Objective
Copy each of the following entries word for word, leaving every line unchanged.

━━━━━ Given entries ━━━━━

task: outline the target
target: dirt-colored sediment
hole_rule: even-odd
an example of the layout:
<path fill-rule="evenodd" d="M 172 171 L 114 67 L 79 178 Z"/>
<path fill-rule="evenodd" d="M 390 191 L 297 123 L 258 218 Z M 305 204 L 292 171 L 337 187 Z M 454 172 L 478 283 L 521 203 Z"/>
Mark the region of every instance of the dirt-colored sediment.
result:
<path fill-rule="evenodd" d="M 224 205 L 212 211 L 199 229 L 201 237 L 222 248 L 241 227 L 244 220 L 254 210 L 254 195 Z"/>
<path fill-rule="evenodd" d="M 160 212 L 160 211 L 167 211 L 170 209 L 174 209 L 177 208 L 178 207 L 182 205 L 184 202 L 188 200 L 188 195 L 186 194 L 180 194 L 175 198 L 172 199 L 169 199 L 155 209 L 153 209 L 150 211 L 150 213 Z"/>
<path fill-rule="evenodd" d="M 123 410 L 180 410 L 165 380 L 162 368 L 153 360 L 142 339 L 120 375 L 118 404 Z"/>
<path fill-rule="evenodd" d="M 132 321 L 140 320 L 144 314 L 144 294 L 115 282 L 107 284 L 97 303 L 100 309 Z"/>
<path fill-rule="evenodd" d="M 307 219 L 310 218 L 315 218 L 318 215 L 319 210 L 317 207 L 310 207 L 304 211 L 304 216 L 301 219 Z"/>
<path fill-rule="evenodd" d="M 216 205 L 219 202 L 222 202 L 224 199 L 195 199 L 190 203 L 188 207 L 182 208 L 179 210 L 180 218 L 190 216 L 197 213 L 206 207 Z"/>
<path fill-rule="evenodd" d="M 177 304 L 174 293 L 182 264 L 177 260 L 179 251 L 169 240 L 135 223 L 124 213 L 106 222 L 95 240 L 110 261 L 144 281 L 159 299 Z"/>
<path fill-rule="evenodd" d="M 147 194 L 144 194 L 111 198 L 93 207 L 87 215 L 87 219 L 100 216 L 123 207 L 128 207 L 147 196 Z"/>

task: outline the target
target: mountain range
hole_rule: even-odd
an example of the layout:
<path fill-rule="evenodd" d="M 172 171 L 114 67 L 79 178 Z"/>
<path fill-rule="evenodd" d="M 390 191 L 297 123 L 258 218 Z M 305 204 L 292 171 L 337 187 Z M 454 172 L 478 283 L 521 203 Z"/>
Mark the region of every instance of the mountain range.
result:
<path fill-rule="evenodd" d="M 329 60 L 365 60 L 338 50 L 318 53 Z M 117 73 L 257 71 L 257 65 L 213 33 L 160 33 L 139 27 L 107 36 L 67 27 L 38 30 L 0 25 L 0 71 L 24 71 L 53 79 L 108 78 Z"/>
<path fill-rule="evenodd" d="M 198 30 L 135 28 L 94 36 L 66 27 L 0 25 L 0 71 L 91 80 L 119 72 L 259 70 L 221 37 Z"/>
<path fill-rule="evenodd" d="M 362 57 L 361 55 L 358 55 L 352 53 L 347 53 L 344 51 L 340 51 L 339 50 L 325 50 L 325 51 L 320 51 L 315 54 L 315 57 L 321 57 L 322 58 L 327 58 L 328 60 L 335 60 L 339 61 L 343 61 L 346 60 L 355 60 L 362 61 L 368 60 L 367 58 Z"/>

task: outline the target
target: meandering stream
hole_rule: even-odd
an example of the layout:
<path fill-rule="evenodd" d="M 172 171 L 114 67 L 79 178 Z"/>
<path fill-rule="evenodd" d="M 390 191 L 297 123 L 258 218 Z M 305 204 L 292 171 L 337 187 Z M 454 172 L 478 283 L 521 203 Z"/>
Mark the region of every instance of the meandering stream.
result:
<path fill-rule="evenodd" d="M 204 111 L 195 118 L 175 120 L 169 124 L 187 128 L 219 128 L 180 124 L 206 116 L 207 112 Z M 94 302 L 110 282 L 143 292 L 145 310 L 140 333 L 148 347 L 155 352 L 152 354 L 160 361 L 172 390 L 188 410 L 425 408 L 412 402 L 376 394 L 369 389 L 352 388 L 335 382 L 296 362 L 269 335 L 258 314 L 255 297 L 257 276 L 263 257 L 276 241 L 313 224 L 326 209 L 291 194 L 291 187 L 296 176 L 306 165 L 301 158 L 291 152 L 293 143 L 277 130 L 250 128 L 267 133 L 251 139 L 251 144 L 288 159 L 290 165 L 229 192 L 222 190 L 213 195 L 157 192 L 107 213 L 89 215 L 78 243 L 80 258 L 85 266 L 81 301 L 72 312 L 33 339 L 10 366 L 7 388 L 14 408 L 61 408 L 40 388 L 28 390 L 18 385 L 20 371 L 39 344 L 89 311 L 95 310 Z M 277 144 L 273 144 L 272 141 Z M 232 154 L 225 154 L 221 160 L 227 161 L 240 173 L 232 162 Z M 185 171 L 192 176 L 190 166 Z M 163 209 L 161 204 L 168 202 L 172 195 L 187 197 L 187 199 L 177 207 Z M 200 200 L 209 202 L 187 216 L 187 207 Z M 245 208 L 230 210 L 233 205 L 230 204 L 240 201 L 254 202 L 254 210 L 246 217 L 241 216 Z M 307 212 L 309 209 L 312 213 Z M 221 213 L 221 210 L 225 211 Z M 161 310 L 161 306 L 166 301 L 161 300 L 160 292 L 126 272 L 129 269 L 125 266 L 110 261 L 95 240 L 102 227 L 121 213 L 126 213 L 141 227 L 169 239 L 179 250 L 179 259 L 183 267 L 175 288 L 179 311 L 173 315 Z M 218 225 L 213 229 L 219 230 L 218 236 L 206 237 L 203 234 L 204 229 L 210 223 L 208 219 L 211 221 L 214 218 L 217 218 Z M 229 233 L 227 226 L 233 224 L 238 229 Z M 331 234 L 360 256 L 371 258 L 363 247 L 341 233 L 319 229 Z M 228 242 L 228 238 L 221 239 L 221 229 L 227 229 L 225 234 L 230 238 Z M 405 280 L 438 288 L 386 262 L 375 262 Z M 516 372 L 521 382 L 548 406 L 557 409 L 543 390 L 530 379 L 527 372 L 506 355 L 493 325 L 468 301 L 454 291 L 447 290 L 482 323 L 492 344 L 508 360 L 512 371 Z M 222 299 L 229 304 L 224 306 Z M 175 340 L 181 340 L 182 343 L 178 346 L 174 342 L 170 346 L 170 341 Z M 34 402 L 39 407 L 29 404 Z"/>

━━━━━

Solution to the problem
task: outline the target
target: dirt-colored sediment
hole_rule: even-odd
an example of the layout:
<path fill-rule="evenodd" d="M 172 171 L 114 67 L 79 178 Z"/>
<path fill-rule="evenodd" d="M 390 191 L 297 123 L 258 218 Z M 305 204 L 292 171 L 337 187 Z M 454 172 L 478 283 L 521 203 Z"/>
Mark the region of every instance of the dirt-colored sediment.
result:
<path fill-rule="evenodd" d="M 224 205 L 212 211 L 199 229 L 201 237 L 222 248 L 241 227 L 244 220 L 254 210 L 254 195 Z"/>
<path fill-rule="evenodd" d="M 160 212 L 160 211 L 167 211 L 170 209 L 174 209 L 177 208 L 178 207 L 182 205 L 184 202 L 188 200 L 188 195 L 186 194 L 180 194 L 175 198 L 172 199 L 169 199 L 155 209 L 153 209 L 150 211 L 150 213 Z"/>
<path fill-rule="evenodd" d="M 123 410 L 180 410 L 165 380 L 162 368 L 153 360 L 142 339 L 120 375 L 118 404 Z"/>
<path fill-rule="evenodd" d="M 132 321 L 140 320 L 144 314 L 144 294 L 115 282 L 107 284 L 97 303 L 100 309 Z"/>
<path fill-rule="evenodd" d="M 307 219 L 310 218 L 315 218 L 318 215 L 319 210 L 317 207 L 310 207 L 304 211 L 304 216 L 301 219 Z"/>
<path fill-rule="evenodd" d="M 216 205 L 219 202 L 222 202 L 224 199 L 195 199 L 190 203 L 188 207 L 182 208 L 179 210 L 180 218 L 190 216 L 197 213 L 206 207 Z"/>
<path fill-rule="evenodd" d="M 177 304 L 174 293 L 182 264 L 177 260 L 179 251 L 169 240 L 135 223 L 124 213 L 106 222 L 95 240 L 110 261 L 144 281 L 159 299 Z"/>
<path fill-rule="evenodd" d="M 147 194 L 144 194 L 111 198 L 93 207 L 87 215 L 87 219 L 100 216 L 123 207 L 128 207 L 147 196 Z"/>

task: outline the target
target: mountain range
hole_rule: even-odd
an example of the layout:
<path fill-rule="evenodd" d="M 172 171 L 114 67 L 79 178 Z"/>
<path fill-rule="evenodd" d="M 390 191 L 297 123 L 258 218 Z M 305 204 L 292 171 L 337 187 Z M 454 172 L 478 283 L 521 203 Z"/>
Mark the region of every instance of the mountain range.
result:
<path fill-rule="evenodd" d="M 329 60 L 365 60 L 338 50 L 318 53 Z M 117 73 L 257 71 L 257 65 L 213 33 L 160 33 L 139 27 L 107 36 L 67 27 L 38 30 L 0 25 L 0 71 L 24 71 L 53 79 L 108 78 Z"/>
<path fill-rule="evenodd" d="M 198 30 L 135 28 L 94 36 L 66 27 L 0 25 L 0 71 L 91 80 L 119 72 L 259 70 L 221 37 Z"/>
<path fill-rule="evenodd" d="M 362 57 L 361 55 L 358 55 L 352 53 L 347 53 L 344 51 L 340 51 L 339 50 L 325 50 L 325 51 L 320 51 L 315 54 L 315 57 L 321 57 L 322 58 L 327 58 L 328 60 L 335 60 L 339 61 L 343 61 L 346 60 L 355 60 L 362 61 L 368 60 L 367 58 Z"/>

task: outline the target
target: meandering stream
hole_rule: even-odd
an example of the layout:
<path fill-rule="evenodd" d="M 172 171 L 114 67 L 79 178 Z"/>
<path fill-rule="evenodd" d="M 390 191 L 297 123 L 258 218 Z M 305 204 L 292 171 L 337 187 Z M 454 172 L 478 283 L 521 203 Z"/>
Mark the region of every instance of the meandering stream.
result:
<path fill-rule="evenodd" d="M 204 111 L 195 118 L 175 120 L 169 124 L 187 128 L 219 128 L 180 124 L 206 116 L 207 112 Z M 94 302 L 110 282 L 143 292 L 145 310 L 140 333 L 148 347 L 155 352 L 152 354 L 160 361 L 172 390 L 188 410 L 425 408 L 412 402 L 376 394 L 369 389 L 352 388 L 335 382 L 296 362 L 269 335 L 258 314 L 255 297 L 257 276 L 263 257 L 276 241 L 313 224 L 326 209 L 291 194 L 291 187 L 296 176 L 306 165 L 301 158 L 291 152 L 293 143 L 277 130 L 250 128 L 267 133 L 251 139 L 251 144 L 288 159 L 290 165 L 229 192 L 222 190 L 213 195 L 157 192 L 107 213 L 89 215 L 78 243 L 80 258 L 85 266 L 81 301 L 72 312 L 33 339 L 10 366 L 7 388 L 14 408 L 61 408 L 40 388 L 28 390 L 18 385 L 20 371 L 39 344 L 89 311 L 95 310 Z M 277 144 L 273 144 L 272 141 Z M 232 154 L 225 154 L 221 160 L 227 161 L 240 173 L 232 162 Z M 185 171 L 192 176 L 190 166 Z M 163 209 L 161 204 L 168 202 L 172 195 L 187 197 L 187 199 L 177 207 Z M 200 200 L 209 202 L 187 216 L 187 207 Z M 245 208 L 230 210 L 233 205 L 230 204 L 240 201 L 254 202 L 254 210 L 246 217 L 241 216 Z M 307 212 L 309 209 L 312 213 Z M 221 213 L 221 210 L 225 211 Z M 161 310 L 161 306 L 166 301 L 161 300 L 160 292 L 126 272 L 129 269 L 125 266 L 110 261 L 95 240 L 102 227 L 121 213 L 126 213 L 141 227 L 169 239 L 179 250 L 179 259 L 183 267 L 175 288 L 179 311 L 173 315 Z M 218 225 L 213 229 L 219 230 L 218 236 L 206 237 L 203 234 L 204 229 L 210 223 L 208 219 L 211 221 L 214 218 L 217 218 Z M 229 233 L 227 226 L 233 224 L 238 229 Z M 331 234 L 360 256 L 371 258 L 363 247 L 341 233 L 319 229 Z M 228 242 L 228 238 L 221 239 L 221 229 L 227 229 L 225 234 L 230 238 Z M 405 280 L 438 288 L 386 262 L 375 262 Z M 516 372 L 521 382 L 548 406 L 557 409 L 543 390 L 530 379 L 527 372 L 506 355 L 493 325 L 468 301 L 454 291 L 447 290 L 482 323 L 492 344 L 508 360 L 512 371 Z M 222 299 L 229 304 L 224 306 Z M 175 340 L 181 340 L 182 343 L 178 346 L 174 342 L 170 346 L 170 341 Z M 34 402 L 39 407 L 29 404 Z"/>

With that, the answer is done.